*** Provided text ***

When debate about refugees ascends from slogan swapping (“stop the boats”, “bring them here”) to specific reasoning, there seems only one argument worth considering for the ignominious detention of asylum seekers on Manus Island and Nauru and the refusal to ever settle any in Australia.
That argument, advanced by both the government and the opposition (occasionally in a less strident form), stems from deterrence. It’s worth considering the argument even as a handful of these detainees are resettled in the US or possibly other distant and politically ambiguous destinations.
Deterrence involves an action or policy designed to instil fear of the consequences of committing some other action. But there are considerations relevant to the assessment of deterrent measures, especially when those measures inflict pain, damage or harm on some to deter others.
One is the measures’ likely success. Another is their independent moral acceptability.
Another concern is the acceptability of the purpose for which deterrence is employed – that is to say, why is it good to stop the boats? This opens up too many questions to be dealt with here, so assume (what would otherwise be questioned) that the purpose is a good one – for example, stopping deaths at sea. It will rather be the morality of the means (deterrence) that will concern me.
First, the harm issue. It is clear the offshore detainees suffer deliberately inflicted harm from their incarceration. This is so even if we manage to suspend judgement on how extreme that harm is – something made even more difficult by a variety of dramatic and credible testimonies.
Even if detainees are not humiliated, beaten, raped, murdered, or had their health and education gravely neglected, they are effectively and indefinitely imprisoned and often separated from family and friends. This last is usually a profound human harm though less immediately palpable than some others.
As for success, there is room for debate since the associated policy of turning back the boats is already sufficient to deter future boat people and smugglers, or at least stop them landing here. If so, the infliction of serious harm on the refugees through indefinite detention is unnecessary and hence immoral.
In any case, even granting the success of extreme incarceration, there remains the fact that the efficiency of the policy to the desired deterrence outcomes does not justify “whatever it takes”. It may be that the most morally monstrous actions might work as deterrents but be unacceptable morally even to the most casual conscience.
Consider the suggestion we should have deterred further refugees from embarking for Australia by taking a selected group of mothers and children from the earlier arrivals by sea and publicly executing them.
This has the merit of almost certain success and avoiding the extravagant financial cost of offshore detention. But I believe this measure, whatever its success, would strike most Australians as morally repellent.
One reason for the dubious nature of severe deterrent measures is that the morality of deterrence is most at home when those harmed to deter others are guilty of some crime or offence themselves and when the harm is proportional to the offence. This is precisely how deterrence is offered as a (partial) defence of the legal imprisonment of offenders, or more dubiously of capital punishment.

*** End of Provided text ***
*** Supplied data ***

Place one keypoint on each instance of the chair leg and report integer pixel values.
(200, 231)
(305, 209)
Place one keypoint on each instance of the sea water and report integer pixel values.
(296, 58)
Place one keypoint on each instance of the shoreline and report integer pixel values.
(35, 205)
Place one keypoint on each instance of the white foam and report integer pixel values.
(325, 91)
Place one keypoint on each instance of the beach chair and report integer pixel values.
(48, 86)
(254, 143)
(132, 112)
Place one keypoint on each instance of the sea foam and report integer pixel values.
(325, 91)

*** End of Supplied data ***

▸ **Questions to answer**
1 - In the article on offshore detention, which two places are named as sites where asylum seekers are detained?
2 - Repeat word for word the part of the article on offshore detention that begins at the words "Even if detainees" and ends after "than some others.".
The material placed between the article on offshore detention and this point comes from a separate source.

▸ **Responses to the exercise**
1 - Manus Island and Nauru.

2 -
Even if detainees are not humiliated, beaten, raped, murdered, or had their health and education gravely neglected, they are effectively and indefinitely imprisoned and often separated from family and friends. This last is usually a profound human harm though less immediately palpable than some others.